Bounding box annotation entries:
** start **
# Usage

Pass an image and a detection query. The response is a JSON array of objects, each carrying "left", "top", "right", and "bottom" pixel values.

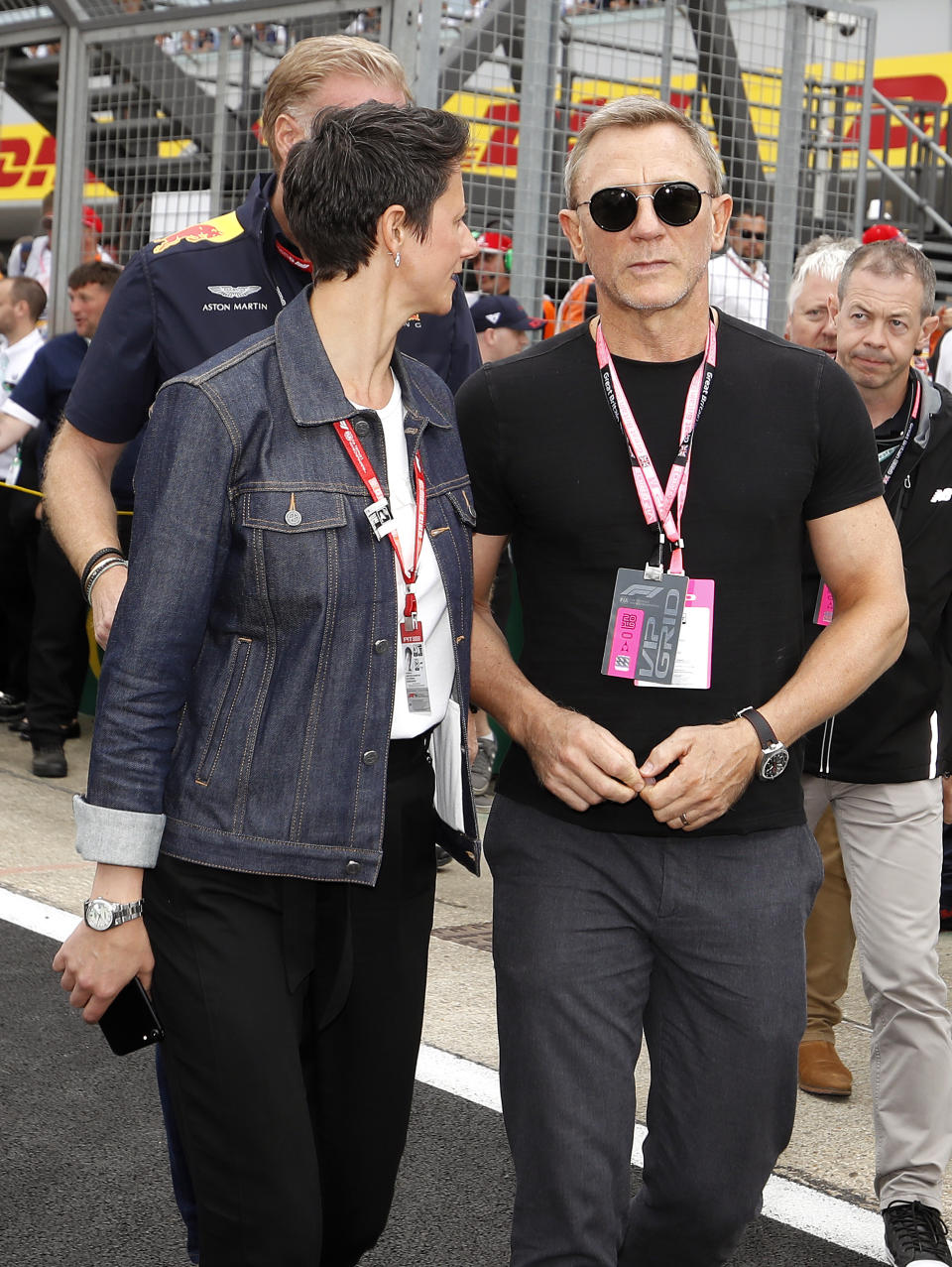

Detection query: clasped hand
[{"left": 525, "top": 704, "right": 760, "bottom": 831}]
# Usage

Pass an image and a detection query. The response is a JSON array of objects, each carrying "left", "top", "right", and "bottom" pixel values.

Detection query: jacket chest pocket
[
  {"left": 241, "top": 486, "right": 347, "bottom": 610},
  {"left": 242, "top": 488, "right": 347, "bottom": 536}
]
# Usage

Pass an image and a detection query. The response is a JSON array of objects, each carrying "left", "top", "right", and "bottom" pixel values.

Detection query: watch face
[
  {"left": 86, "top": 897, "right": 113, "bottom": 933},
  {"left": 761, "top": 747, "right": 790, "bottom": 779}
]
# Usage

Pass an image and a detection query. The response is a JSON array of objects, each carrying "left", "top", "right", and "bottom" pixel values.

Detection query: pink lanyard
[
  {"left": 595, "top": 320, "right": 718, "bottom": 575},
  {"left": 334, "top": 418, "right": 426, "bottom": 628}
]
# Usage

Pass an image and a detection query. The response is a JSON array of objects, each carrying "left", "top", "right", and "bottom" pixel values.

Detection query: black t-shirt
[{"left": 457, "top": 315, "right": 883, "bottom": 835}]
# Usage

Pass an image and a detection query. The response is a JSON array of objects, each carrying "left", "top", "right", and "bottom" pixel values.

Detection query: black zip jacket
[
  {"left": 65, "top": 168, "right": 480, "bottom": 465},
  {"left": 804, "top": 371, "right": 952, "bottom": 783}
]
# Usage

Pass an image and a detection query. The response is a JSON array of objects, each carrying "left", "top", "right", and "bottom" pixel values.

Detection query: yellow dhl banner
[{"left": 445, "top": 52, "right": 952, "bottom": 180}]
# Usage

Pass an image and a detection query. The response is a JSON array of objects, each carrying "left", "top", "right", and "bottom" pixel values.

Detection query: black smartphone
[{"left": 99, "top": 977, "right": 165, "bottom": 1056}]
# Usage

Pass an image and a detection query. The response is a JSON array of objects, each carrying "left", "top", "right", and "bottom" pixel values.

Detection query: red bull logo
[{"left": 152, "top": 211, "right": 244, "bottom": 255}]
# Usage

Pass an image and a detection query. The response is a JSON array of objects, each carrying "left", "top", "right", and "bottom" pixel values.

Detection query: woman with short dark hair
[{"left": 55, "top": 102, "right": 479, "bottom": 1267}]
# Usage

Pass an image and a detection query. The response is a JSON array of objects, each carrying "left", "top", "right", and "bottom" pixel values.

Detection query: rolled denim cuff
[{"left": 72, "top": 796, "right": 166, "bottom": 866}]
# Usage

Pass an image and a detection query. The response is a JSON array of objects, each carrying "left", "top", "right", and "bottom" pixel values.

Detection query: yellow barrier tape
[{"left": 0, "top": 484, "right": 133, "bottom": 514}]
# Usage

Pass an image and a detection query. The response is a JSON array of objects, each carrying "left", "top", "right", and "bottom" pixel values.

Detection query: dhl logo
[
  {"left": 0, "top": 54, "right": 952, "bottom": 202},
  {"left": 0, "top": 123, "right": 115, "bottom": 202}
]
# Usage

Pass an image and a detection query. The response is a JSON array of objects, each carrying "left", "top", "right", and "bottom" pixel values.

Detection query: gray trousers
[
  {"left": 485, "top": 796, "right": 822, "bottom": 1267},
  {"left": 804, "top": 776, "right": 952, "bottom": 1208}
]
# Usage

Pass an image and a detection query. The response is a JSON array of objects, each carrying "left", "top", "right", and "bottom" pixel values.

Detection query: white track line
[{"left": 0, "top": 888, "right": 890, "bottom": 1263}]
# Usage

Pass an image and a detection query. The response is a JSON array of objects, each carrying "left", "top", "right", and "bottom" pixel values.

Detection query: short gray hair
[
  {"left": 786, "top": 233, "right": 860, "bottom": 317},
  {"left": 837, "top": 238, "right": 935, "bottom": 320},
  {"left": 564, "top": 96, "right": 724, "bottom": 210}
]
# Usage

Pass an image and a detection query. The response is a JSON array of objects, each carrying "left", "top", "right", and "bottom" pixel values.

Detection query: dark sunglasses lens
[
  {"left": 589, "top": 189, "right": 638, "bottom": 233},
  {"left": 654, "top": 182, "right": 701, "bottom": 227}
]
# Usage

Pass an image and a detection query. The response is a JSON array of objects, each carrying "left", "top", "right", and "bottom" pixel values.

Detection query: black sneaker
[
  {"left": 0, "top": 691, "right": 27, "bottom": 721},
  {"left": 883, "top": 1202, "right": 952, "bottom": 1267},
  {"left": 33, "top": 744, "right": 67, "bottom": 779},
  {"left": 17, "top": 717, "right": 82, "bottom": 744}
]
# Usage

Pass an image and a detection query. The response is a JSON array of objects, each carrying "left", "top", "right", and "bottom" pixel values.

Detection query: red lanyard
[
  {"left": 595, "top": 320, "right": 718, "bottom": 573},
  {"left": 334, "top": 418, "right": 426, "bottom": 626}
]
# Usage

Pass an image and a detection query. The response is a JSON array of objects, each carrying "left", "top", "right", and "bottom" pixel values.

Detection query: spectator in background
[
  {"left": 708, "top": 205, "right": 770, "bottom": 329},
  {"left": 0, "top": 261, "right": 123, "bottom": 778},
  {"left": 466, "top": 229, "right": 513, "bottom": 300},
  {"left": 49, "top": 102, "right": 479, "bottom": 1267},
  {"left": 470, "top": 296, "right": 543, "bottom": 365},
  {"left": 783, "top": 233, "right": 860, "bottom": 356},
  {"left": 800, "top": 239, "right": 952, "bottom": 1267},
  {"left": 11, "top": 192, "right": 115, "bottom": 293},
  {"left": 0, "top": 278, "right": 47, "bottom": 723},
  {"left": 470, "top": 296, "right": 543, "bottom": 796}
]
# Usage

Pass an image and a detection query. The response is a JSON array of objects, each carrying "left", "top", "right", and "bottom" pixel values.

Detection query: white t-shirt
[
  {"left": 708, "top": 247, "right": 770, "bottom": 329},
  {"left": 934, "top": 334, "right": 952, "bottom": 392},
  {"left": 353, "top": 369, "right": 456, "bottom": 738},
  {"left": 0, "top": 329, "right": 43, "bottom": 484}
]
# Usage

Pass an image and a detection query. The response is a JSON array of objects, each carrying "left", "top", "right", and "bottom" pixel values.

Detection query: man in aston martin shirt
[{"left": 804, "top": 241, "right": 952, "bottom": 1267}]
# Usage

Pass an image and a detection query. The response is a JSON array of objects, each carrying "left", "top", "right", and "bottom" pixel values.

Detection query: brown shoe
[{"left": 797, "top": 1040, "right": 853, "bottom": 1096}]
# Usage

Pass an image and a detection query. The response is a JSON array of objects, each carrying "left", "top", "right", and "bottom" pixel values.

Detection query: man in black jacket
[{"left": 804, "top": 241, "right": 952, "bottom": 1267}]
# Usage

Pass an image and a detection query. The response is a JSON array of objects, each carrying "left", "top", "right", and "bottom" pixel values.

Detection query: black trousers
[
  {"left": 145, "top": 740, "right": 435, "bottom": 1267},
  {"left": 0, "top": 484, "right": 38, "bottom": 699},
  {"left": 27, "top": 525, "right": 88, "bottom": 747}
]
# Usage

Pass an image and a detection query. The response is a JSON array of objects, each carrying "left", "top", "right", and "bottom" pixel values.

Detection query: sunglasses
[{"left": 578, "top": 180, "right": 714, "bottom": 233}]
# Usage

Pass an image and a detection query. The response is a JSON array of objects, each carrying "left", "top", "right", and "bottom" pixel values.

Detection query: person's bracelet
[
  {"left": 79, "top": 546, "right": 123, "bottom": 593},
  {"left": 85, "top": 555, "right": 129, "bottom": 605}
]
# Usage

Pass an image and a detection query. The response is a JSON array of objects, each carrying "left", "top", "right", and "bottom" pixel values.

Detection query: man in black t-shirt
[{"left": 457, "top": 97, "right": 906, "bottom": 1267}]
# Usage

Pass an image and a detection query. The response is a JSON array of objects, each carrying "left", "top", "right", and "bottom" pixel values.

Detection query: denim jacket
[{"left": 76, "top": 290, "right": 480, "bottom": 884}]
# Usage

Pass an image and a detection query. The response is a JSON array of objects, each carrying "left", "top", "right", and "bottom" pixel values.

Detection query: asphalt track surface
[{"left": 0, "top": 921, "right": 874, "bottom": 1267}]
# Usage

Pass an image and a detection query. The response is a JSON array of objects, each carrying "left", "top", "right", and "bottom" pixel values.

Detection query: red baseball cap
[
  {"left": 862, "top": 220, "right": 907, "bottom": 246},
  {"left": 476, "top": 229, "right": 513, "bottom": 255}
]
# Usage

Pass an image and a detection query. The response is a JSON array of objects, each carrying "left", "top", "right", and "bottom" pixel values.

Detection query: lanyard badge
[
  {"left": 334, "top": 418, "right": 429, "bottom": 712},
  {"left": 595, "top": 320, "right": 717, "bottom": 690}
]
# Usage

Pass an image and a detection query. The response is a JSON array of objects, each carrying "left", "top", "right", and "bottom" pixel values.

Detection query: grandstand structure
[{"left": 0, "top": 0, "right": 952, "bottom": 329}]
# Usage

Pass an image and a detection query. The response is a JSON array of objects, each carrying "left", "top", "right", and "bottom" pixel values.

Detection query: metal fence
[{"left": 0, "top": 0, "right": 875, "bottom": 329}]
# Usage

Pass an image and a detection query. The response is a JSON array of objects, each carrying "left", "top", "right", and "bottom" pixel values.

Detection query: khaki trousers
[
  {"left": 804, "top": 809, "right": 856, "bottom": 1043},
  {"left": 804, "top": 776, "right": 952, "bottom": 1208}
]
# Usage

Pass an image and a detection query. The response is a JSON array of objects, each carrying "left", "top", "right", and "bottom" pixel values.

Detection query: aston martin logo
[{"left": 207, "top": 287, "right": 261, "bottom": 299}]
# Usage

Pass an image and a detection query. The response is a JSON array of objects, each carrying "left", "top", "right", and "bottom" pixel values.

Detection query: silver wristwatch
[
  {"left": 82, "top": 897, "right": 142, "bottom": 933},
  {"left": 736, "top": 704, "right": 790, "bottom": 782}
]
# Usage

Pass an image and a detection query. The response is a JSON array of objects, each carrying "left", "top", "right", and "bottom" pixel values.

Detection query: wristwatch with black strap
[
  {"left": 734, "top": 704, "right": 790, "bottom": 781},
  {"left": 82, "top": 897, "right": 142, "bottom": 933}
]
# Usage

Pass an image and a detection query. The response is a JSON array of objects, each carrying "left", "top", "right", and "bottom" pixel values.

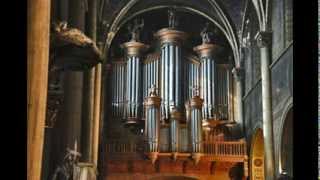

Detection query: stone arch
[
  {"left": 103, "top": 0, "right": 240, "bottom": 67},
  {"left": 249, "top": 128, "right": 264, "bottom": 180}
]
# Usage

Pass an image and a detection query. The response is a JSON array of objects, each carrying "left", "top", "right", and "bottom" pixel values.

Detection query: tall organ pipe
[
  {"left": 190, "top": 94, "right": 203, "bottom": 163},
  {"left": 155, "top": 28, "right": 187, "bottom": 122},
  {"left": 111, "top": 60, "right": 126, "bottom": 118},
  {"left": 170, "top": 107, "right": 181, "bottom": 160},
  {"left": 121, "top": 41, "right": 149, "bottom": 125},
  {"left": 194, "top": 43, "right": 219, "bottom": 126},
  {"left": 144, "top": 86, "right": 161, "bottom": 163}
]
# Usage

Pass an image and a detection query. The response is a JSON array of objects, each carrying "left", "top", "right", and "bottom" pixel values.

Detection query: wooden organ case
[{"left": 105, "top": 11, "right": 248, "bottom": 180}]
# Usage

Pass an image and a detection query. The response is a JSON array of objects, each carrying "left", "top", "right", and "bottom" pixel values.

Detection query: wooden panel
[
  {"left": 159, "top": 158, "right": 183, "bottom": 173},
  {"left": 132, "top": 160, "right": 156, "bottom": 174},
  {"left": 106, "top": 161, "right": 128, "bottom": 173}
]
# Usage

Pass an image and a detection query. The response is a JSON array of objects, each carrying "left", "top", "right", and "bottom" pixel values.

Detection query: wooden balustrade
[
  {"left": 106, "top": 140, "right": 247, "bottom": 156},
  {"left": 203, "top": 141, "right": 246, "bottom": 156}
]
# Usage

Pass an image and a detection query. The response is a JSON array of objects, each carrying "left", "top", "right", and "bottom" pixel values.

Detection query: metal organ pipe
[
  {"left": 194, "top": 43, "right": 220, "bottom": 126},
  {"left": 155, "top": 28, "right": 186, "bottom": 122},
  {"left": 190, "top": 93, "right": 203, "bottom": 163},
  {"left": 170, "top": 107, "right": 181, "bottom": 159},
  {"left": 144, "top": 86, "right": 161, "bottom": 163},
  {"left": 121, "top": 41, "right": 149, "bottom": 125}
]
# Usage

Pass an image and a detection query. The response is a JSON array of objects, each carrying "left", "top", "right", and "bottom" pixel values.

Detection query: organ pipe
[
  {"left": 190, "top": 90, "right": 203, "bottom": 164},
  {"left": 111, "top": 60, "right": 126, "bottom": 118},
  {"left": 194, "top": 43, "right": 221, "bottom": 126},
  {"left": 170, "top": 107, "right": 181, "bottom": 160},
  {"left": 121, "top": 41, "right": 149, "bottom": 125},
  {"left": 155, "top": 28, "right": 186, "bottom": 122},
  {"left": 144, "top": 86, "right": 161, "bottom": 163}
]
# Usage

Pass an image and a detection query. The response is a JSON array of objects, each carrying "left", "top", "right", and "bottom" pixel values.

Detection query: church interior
** end **
### Instruction
Please return each line of the material above that contains the word "black".

### Written response
Detection query: black t-shirt
Detection query: black zip jacket
Detection query: black smartphone
Detection query: black sneaker
Detection query: man in black jacket
Detection query: black trousers
Detection query: man in black t-shirt
Detection query: wristwatch with black strap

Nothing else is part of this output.